The 2009 Volta de Ciclismo Internacional do Estado de São Paulo (Portuguese for International Cycling Tour of the State of São Paulo) is the 6th edition of a multi-day road cycling stage race held in the state of São Paulo. This edition features 9 stages over 1289 km, disputed from August 22 to 30, 2009. The race is a 2.2 event in the 2008–2009 UCI America Tour. In this edition, the race has been nicknamed Tour of Brazil.

Classification and bonuses 
In this edition of the race, time bonuses of 10, 6 and 4 seconds are awarded to the top 3 riders in each stage. Time bonuses of 3, 2 and 1 seconds are awarded to the first 3 riders at each intermediary sprint point. For the points classification, the top 5 riders in each stage are awarded 10, 7, 5, 3 and 2 points, respectively. The first 3 riders at each intermediary sprint receive 5, 3 and 2 points. Climbs are classified among 4 categories. The first 3 riders at each summit are awarded points in the mountains classification according to the category:

 Category 2: 9, 7, 6 pts
 Category 3: 7, 5, 4 pts
 Category 4: 5, 3, 2 pts

The team classification accounts the times of the first 3 riders of each team in each stage.

Stages and Results

Stage 1: São Paulo 

Held Saturday, August 22, 2009, on the Ponte Estaiada, in São Paulo. This prologue stage was a team time trial, for a total distance of 6.0 km. The stage was won by team Scott–Marcondes Cesar–São José dos Campos with a time of 7'44.831". Teams Padaria Real-Sorocaba and FAPI-Pindamonhangaba took second and third place, with times of 7'56.404" and 7'58.427", respectively. Curiously, bicycles aren't allowed in the Ponte Estaiada

Stage 2: São Paulo to São José dos Campos 

Held Sunday, August 23, 2009. This stage was 91.1 km long. A field of 122 riders finished with the same time of the stage winner, Hector Figueiras.

- - - - -

■ Tasks to perform
1. Rewrite the São Paulo cycling tour passage starting at the words "Held Saturday, August" and stopping after "winner, Hector Figueiras.", replacing "prologue" with "opening".
2. For each statement below, say whether the São Paulo cycling tour passage supports it, answering yes or no and quoting the deciding words:
(a) The 2009 edition had 9 stages covering 1289 km.
(b) Riders at intermediary sprint points earn time bonuses of 10, 6 and 4 seconds.
(c) Hector Figueiras won the second stage.
3. According to the São Paulo cycling tour passage, what nickname did the race have in this edition?

- - - - -

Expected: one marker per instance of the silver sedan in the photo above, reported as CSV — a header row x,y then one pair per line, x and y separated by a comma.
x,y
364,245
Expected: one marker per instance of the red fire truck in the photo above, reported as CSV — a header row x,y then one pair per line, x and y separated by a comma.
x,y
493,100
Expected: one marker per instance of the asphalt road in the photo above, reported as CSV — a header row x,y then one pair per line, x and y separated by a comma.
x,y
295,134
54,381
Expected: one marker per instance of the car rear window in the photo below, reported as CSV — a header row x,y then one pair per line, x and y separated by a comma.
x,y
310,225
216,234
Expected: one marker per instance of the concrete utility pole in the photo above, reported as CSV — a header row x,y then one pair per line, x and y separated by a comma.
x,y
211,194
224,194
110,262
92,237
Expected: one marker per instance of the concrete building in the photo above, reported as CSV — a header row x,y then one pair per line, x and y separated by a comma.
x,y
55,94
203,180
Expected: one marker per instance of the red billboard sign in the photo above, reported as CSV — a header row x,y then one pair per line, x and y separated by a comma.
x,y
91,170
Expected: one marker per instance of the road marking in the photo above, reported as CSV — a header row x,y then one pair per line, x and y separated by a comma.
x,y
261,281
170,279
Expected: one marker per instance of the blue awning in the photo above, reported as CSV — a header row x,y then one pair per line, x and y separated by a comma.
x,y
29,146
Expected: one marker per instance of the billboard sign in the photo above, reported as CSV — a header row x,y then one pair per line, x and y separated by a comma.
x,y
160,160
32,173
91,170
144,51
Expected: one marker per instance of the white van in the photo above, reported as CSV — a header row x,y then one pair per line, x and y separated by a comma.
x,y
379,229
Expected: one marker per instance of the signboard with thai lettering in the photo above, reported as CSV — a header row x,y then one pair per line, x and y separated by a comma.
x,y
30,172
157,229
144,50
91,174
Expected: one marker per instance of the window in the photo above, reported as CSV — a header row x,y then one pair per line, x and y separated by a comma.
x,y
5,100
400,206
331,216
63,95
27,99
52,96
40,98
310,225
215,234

- - - - -

■ Solutions to the tasks
1.
Held Saturday, August 22, 2009, on the Ponte Estaiada, in São Paulo. This opening stage was a team time trial, for a total distance of 6.0 km. The stage was won by team Scott–Marcondes Cesar–São José dos Campos with a time of 7'44.831". Teams Padaria Real-Sorocaba and FAPI-Pindamonhangaba took second and third place, with times of 7'56.404" and 7'58.427", respectively. Curiously, bicycles aren't allowed in the Ponte Estaiada

Stage 2: São Paulo to São José dos Campos 

Held Sunday, August 23, 2009. This stage was 91.1 km long. A field of 122 riders finished with the same time of the stage winner, Hector Figueiras.

2.
(a) Yes: "This edition features 9 stages over 1289 km"
(b) No: "Time bonuses of 3, 2 and 1 seconds are awarded to the first 3 riders at each intermediary sprint point."
(c) Yes: "A field of 122 riders finished with the same time of the stage winner, Hector Figueiras."

3. Tour of Brazil